— start Given entries —

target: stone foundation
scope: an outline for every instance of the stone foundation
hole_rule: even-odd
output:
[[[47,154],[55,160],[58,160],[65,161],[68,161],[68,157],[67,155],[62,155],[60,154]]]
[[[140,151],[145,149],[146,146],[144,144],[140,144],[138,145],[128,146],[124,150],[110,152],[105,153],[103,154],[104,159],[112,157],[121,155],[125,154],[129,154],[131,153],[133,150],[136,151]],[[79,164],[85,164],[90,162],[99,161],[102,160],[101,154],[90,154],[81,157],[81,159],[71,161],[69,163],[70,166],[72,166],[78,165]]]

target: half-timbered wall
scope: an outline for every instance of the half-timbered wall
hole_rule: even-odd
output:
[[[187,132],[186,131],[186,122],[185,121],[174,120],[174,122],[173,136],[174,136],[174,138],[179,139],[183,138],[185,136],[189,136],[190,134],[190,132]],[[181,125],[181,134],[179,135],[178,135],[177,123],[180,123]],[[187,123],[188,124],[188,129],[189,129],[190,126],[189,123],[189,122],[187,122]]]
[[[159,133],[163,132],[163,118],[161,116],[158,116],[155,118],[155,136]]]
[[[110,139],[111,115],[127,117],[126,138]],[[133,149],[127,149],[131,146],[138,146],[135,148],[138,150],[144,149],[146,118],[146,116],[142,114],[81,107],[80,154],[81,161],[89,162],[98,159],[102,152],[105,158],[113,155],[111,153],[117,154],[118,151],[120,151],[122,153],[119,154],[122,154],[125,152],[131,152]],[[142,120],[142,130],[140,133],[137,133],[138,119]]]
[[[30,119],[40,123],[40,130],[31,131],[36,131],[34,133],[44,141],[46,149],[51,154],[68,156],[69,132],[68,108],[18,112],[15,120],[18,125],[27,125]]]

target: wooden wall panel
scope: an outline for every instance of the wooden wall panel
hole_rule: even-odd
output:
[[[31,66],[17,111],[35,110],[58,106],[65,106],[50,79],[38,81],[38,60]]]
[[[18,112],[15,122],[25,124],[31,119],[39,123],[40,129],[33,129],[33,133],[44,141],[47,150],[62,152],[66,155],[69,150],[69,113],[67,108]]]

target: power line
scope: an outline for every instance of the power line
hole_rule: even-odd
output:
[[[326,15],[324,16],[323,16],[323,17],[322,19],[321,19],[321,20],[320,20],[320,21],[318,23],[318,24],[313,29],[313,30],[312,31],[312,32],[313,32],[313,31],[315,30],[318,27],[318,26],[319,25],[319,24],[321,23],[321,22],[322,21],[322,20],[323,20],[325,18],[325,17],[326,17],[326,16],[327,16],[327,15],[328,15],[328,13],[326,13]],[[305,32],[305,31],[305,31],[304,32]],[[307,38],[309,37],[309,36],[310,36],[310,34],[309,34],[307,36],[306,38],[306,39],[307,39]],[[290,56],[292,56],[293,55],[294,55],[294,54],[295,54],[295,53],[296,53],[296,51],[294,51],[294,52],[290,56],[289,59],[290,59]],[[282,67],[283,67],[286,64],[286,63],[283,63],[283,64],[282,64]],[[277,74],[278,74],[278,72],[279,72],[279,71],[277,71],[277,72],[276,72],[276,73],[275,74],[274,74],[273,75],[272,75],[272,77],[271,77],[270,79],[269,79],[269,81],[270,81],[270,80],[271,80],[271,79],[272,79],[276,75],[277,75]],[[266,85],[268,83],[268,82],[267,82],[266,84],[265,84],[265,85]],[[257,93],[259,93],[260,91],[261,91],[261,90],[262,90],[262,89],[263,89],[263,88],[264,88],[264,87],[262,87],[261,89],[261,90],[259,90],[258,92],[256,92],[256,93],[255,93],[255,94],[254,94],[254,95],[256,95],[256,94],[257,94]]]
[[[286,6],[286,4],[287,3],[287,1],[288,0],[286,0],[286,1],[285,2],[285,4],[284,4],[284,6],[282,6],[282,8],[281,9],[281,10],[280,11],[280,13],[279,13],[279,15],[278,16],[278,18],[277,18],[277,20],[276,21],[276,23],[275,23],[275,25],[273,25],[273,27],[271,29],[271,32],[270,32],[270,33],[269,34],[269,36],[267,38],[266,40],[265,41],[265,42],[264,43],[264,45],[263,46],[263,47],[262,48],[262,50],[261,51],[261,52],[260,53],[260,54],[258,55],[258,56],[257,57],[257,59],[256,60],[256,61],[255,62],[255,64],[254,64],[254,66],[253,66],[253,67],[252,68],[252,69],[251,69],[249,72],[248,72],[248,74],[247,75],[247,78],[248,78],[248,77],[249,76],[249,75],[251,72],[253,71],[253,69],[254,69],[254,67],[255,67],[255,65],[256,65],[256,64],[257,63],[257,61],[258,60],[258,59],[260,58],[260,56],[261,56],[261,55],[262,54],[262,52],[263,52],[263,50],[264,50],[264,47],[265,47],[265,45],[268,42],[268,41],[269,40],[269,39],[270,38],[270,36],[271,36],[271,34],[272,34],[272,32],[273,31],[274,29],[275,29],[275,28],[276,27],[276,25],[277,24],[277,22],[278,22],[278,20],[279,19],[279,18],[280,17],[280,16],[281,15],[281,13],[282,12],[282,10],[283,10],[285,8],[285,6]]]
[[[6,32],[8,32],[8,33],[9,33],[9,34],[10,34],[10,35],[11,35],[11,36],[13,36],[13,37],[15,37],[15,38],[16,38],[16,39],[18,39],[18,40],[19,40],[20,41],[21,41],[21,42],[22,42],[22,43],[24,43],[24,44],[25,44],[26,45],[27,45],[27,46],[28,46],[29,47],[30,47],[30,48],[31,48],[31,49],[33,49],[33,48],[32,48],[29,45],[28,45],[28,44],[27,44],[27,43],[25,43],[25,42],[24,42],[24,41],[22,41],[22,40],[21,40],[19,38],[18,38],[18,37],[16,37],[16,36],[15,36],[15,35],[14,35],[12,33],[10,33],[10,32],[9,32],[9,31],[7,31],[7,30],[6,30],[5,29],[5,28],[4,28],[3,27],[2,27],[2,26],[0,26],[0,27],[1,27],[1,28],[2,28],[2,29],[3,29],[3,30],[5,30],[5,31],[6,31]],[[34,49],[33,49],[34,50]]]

— end Given entries —

§ **Problem details**
Copy every record above exactly as it appears.

§ **Problem solution**
target: stone foundation
scope: an outline for every instance of the stone foundation
hole_rule: even-odd
output:
[[[47,154],[55,160],[58,160],[65,161],[68,161],[68,157],[67,155],[62,155],[60,154]]]
[[[140,151],[145,149],[146,146],[144,144],[140,144],[138,145],[128,146],[124,150],[110,152],[105,153],[103,154],[104,159],[112,157],[121,155],[125,154],[129,154],[131,153],[133,150],[136,151]],[[79,164],[85,164],[90,162],[99,161],[102,160],[101,154],[90,154],[81,157],[81,159],[71,161],[69,163],[70,166],[72,166],[78,165]]]

target: half-timbered wall
scope: an outline for every instance of the half-timbered wall
hole_rule: even-odd
output:
[[[187,132],[186,131],[186,122],[185,121],[174,120],[174,122],[173,136],[174,136],[174,138],[179,139],[183,138],[185,136],[189,136],[190,134],[190,132]],[[181,125],[181,134],[179,135],[178,135],[177,123],[180,123]],[[187,123],[188,124],[188,129],[189,129],[190,126],[189,123],[189,122],[187,122]]]
[[[159,133],[163,132],[163,118],[161,116],[158,116],[155,118],[155,136]]]
[[[110,139],[111,115],[127,117],[126,138]],[[133,149],[127,149],[131,146],[138,146],[135,148],[138,150],[144,149],[146,118],[146,116],[142,114],[81,107],[80,154],[81,161],[89,162],[98,159],[102,152],[105,158],[113,155],[111,153],[117,154],[118,151],[120,151],[122,153],[119,154],[122,154],[125,152],[131,152]],[[142,120],[142,130],[140,133],[137,133],[138,119]]]
[[[30,119],[40,123],[40,130],[31,131],[36,131],[34,133],[44,141],[46,149],[51,154],[68,156],[69,132],[68,108],[18,112],[15,120],[18,125],[27,125]]]

target: wooden wall panel
scope: an outline for every instance of the wooden wall panel
hole_rule: even-odd
output:
[[[31,66],[17,111],[35,110],[58,106],[65,106],[50,79],[38,81],[38,60]]]
[[[18,112],[15,122],[25,124],[31,119],[39,123],[40,129],[33,129],[33,133],[44,141],[47,150],[62,152],[66,155],[69,150],[69,113],[67,108]]]

target: power line
scope: an outline for every instance of the power line
hole_rule: even-odd
output:
[[[326,15],[324,16],[323,16],[323,17],[322,19],[321,19],[321,20],[320,20],[320,21],[318,23],[318,24],[313,29],[313,30],[312,31],[312,32],[313,32],[313,31],[315,30],[318,27],[318,26],[319,25],[319,24],[321,23],[321,22],[322,21],[322,20],[323,20],[325,18],[325,17],[326,17],[326,16],[327,16],[327,15],[328,15],[328,13],[326,13]],[[305,32],[305,31],[305,31],[304,32]],[[307,38],[309,37],[309,36],[310,36],[310,34],[309,34],[307,36],[306,38],[306,39],[307,39]],[[290,56],[292,56],[293,55],[294,55],[294,54],[295,54],[295,53],[296,53],[296,51],[294,51],[294,52],[290,56],[289,59],[290,59]],[[282,67],[283,67],[286,64],[286,63],[283,63],[283,64],[282,64]],[[277,74],[278,74],[278,72],[279,72],[279,71],[277,71],[277,72],[276,72],[276,73],[275,74],[274,74],[273,75],[272,75],[272,77],[271,77],[270,79],[269,79],[269,81],[270,81],[270,80],[271,80],[271,79],[272,79],[276,75],[277,75]],[[266,85],[268,83],[268,82],[267,82],[266,84],[265,84],[265,85]],[[257,93],[259,93],[260,91],[261,91],[261,90],[262,90],[262,89],[263,89],[263,88],[264,88],[264,87],[262,87],[261,89],[261,90],[259,90],[258,92],[256,92],[256,93],[255,93],[255,94],[254,94],[254,95],[256,95],[256,94],[257,94]]]
[[[286,6],[286,4],[287,3],[287,1],[288,0],[286,0],[286,1],[285,2],[285,4],[284,4],[284,6],[282,6],[282,8],[281,9],[281,10],[280,11],[280,13],[279,13],[279,15],[278,16],[278,18],[277,18],[277,20],[276,21],[276,23],[275,23],[275,25],[273,25],[273,27],[271,29],[271,32],[270,32],[270,33],[269,34],[269,36],[267,38],[266,40],[265,41],[265,42],[264,43],[264,45],[263,46],[263,47],[262,48],[262,50],[261,51],[261,52],[260,53],[260,54],[258,55],[258,56],[257,57],[257,59],[256,60],[256,61],[255,62],[255,64],[254,64],[254,66],[253,66],[253,67],[252,68],[252,69],[251,69],[249,72],[248,72],[248,74],[247,75],[247,78],[248,78],[248,77],[249,76],[249,75],[251,72],[253,71],[253,69],[254,69],[254,67],[255,67],[255,65],[256,65],[256,64],[257,63],[257,61],[258,60],[258,59],[260,58],[260,56],[261,56],[261,55],[262,54],[262,52],[263,52],[263,50],[264,50],[264,47],[265,47],[265,45],[268,42],[268,41],[269,40],[269,39],[270,38],[270,36],[271,36],[271,34],[272,34],[272,32],[273,31],[274,29],[275,29],[275,28],[276,27],[276,25],[277,24],[277,22],[278,22],[278,20],[279,19],[279,18],[280,17],[280,16],[281,15],[281,13],[282,12],[282,10],[283,10],[285,8],[285,6]]]
[[[6,32],[8,32],[8,33],[9,33],[9,34],[10,34],[10,35],[11,35],[11,36],[13,36],[13,37],[15,37],[15,38],[16,38],[16,39],[18,39],[18,40],[19,40],[20,41],[21,41],[21,42],[22,42],[22,43],[24,43],[24,44],[25,44],[26,45],[27,45],[27,46],[28,46],[29,47],[30,47],[30,48],[31,48],[31,49],[33,49],[33,48],[32,48],[29,45],[28,45],[28,44],[27,44],[27,43],[25,43],[25,42],[24,42],[24,41],[22,41],[22,40],[21,40],[19,38],[18,38],[18,37],[16,37],[16,36],[15,36],[15,35],[14,35],[12,33],[10,33],[10,32],[9,32],[9,31],[7,31],[7,30],[6,30],[5,29],[5,28],[4,28],[3,27],[2,27],[2,26],[0,26],[0,27],[1,27],[1,28],[2,28],[2,29],[3,29],[3,30],[5,30],[5,31],[6,31]],[[34,49],[33,49],[34,50]]]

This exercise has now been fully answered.